QUOTED TEXT:
>>>>>
The BRP Teresa Magbanua (MRRV-9701) is the lead ship of her class of patrol vessels operated by the Philippine Coast Guard (PCG). The service officially classifies her as a multi-role response vessel (MRRV). She is one of the largest, and most modern vessels of the PCG. She is named after Teresa Magbanua, a Filipino schoolteacher who participated in all three resistance movements in Philippine history: against Spain (in the Philippine Revolution), the United States (in the Philippine–American War), and Japan (in World War II).

Construction and design
She was constructed by Mitsubishi Shipbuilding Co. Ltd in Shimonoseki, Japan based on the  Kunigami-class patrol vessels. The contract was under the "Maritime Safety Capability Improvement Project Phase 2" project of the Department of Transportation in 2016. The deal was worth 14.55 billion yen for two units from a JICA STEP Loan of 16.455 billion yen and was signed on February 7, 2020.

The vessel has a length of 96.6 meters, a maximum speed of not less than 24 knots, and has a complement of 67 officers and crew members. She is powered by two 6600 kW diesel engines. She has a helideck, and a hangar that can accommodate the H145T2 helicopter of the PCG. She also has a hyperbaric chamber for those who have diving sickness and a survivor room that can accommodate those who will be rescued.
<<<<<
WORK TO COMPLETE:
[1] In the ship article, what company built the vessel?
[2] Report every line of the entries that contains the word "butterfly".
The ship article and the entries have no connection to each other.

DATA LISTING:
>>>>>
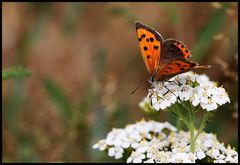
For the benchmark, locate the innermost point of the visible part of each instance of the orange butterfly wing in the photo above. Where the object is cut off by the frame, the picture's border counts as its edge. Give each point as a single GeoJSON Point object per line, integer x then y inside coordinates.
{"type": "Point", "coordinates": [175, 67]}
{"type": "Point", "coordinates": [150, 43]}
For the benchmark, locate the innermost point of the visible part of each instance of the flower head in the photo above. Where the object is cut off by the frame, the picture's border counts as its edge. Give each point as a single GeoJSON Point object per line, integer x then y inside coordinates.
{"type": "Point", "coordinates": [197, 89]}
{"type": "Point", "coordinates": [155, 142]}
<<<<<
>>>>>
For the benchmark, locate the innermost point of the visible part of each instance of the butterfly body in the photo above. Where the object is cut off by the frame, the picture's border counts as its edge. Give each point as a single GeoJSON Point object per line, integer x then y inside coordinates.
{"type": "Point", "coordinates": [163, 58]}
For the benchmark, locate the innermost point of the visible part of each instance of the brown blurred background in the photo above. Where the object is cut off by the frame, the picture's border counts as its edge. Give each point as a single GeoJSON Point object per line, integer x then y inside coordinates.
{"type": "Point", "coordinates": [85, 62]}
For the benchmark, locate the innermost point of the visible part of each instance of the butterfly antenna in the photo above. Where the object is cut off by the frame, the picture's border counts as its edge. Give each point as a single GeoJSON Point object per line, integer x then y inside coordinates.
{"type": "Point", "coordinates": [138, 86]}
<<<<<
>>>>>
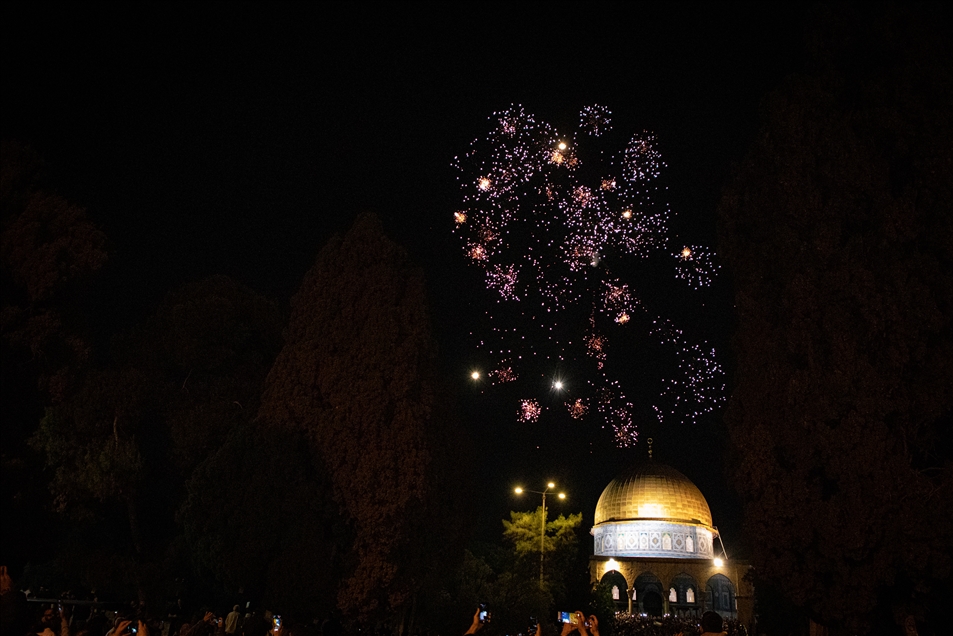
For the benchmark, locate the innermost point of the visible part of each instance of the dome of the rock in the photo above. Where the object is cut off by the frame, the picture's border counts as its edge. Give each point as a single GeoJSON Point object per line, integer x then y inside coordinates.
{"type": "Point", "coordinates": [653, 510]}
<<<<<
RESULTS:
[1] Mitsubishi Shipbuilding Co. Ltd built her.

[2]
For the benchmark, locate the innermost point of the visible part of each instance of the orange butterfly wing in the photo above. Where the object is cut off by the frame, the picture's border counts as its edge. Give each point as a single GeoJSON Point object per line, integer x then y inside coordinates.
For the benchmark, locate the innermost point of the visible part of each instance of the butterfly body in the photo above. Where the object is cut off by the frame, the picture's border counts as its edge. Give each point as a single GeoJSON Point object per line, integer x then y inside coordinates.
For the benchmark, locate the innermost point of the visible part of each instance of the butterfly antenna in the photo above. Where the object is cut off by the frame, the picture's border counts as its edge. Give each point as a single GeoJSON Point object per line, integer x then y inside coordinates.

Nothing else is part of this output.